**Work instructions**: In the records below, pick out all lines containing the word "bottle".

━━ Data shown

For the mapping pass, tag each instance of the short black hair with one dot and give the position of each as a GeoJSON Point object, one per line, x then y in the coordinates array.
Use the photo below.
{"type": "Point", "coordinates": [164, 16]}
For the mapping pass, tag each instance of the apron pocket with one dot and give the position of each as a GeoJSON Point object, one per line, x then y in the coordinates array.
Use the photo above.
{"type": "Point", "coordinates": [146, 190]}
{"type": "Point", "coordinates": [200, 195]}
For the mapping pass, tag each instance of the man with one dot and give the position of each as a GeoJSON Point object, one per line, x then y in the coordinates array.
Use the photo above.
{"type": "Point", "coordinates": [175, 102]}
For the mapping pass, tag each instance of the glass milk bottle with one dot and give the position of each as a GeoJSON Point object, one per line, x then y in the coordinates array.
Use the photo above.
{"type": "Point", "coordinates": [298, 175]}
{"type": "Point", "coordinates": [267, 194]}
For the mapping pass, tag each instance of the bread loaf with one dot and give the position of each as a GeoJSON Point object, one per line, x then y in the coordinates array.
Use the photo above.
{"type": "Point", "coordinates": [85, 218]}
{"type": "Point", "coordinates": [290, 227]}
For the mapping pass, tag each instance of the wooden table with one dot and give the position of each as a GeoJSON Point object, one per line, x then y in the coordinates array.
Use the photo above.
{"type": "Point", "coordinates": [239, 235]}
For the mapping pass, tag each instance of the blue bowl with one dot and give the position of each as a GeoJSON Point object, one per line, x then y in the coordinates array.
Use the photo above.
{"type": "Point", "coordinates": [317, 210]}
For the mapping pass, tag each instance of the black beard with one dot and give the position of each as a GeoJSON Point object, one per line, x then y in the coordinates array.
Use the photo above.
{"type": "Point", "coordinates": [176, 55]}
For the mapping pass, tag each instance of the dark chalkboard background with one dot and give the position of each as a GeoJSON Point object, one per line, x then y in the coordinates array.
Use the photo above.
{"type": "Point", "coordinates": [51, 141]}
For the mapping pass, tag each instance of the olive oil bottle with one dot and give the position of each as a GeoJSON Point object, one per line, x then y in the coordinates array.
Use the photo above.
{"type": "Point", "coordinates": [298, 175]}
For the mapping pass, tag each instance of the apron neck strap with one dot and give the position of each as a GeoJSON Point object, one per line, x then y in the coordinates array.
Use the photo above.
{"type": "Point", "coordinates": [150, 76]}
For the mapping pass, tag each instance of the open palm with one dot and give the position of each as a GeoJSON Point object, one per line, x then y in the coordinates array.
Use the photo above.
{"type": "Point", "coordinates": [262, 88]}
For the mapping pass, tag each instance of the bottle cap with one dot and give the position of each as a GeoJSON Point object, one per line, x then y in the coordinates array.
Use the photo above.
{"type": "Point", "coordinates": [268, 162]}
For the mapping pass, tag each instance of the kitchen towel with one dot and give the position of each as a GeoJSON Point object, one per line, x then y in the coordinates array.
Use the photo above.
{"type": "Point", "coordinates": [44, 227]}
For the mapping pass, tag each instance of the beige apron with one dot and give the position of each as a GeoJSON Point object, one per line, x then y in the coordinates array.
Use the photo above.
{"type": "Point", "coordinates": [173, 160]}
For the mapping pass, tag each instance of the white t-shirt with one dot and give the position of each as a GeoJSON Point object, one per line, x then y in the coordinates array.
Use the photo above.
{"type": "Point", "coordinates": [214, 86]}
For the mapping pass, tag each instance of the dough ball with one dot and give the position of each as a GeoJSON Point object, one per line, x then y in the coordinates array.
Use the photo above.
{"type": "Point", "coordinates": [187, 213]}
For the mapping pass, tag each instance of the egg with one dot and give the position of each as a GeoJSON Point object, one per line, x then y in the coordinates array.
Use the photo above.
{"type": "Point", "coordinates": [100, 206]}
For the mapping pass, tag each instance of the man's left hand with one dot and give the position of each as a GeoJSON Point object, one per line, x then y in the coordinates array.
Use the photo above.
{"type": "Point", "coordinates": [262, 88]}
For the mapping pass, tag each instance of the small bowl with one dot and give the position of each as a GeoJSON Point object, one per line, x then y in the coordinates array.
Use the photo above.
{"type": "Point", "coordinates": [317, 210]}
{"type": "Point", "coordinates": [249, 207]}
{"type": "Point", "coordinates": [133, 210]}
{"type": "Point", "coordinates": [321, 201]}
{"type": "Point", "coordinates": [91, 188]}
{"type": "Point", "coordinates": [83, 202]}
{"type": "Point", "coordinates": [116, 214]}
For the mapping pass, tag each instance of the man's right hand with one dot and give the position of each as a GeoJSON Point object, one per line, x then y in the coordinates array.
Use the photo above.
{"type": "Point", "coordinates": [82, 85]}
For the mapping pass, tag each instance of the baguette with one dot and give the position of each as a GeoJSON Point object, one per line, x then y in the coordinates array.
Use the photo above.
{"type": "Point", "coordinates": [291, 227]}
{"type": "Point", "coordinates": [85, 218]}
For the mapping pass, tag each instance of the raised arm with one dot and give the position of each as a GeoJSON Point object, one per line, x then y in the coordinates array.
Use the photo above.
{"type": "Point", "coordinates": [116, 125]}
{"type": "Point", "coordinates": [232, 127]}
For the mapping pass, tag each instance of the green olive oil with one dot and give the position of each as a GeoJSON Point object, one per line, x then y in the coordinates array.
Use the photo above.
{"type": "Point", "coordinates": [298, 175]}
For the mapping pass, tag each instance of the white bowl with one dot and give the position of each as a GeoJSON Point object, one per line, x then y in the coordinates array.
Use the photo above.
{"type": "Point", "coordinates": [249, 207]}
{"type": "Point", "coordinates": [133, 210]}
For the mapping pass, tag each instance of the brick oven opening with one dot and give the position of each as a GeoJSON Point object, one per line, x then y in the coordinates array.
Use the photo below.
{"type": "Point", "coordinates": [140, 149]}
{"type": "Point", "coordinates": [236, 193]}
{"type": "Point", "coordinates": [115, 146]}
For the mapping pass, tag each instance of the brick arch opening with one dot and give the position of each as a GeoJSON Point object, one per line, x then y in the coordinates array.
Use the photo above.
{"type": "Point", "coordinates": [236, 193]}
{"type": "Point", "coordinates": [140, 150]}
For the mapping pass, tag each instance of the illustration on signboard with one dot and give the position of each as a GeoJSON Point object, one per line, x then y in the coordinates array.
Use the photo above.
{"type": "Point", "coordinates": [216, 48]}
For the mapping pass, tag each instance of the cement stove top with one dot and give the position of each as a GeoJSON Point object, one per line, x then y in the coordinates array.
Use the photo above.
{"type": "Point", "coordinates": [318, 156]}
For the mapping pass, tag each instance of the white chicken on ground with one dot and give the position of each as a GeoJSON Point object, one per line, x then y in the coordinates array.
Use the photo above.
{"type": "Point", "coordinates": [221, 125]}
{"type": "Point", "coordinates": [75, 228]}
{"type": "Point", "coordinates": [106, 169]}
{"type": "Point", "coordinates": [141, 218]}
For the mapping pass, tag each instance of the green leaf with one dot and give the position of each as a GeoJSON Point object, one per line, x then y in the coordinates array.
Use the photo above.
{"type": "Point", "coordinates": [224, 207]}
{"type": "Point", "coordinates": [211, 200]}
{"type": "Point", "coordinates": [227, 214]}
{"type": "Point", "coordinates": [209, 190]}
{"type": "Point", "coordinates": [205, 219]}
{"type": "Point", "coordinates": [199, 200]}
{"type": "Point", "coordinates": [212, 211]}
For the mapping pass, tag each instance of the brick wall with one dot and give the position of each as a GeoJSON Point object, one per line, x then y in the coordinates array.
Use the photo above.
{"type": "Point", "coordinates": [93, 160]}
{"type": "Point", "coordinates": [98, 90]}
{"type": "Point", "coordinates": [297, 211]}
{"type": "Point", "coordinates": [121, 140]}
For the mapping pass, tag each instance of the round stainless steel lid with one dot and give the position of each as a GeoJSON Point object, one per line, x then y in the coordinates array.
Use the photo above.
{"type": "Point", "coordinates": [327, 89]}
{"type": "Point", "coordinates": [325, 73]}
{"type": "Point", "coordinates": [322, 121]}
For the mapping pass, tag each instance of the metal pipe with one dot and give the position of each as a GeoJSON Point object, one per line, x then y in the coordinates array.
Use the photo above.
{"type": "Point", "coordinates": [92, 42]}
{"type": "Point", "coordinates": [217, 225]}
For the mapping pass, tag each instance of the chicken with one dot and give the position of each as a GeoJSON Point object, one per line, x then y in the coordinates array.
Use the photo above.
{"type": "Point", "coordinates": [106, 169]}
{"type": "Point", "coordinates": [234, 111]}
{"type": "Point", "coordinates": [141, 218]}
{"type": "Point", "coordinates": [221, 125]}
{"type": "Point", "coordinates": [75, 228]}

━━━━

**Exercise output**:
For the mapping pass, tag each instance of the glass milk bottle with one dot and give the position of each as a GeoJSON Point object, one per line, x then y in the coordinates array.
For the mapping pass, tag each instance of the olive oil bottle with one dot and give the position of each as a GeoJSON Point object, one per line, x then y in the coordinates array.
For the mapping pass, tag each instance of the bottle cap with one dot and give the position of each as a GeoJSON Point object, one per line, x then y in the coordinates array.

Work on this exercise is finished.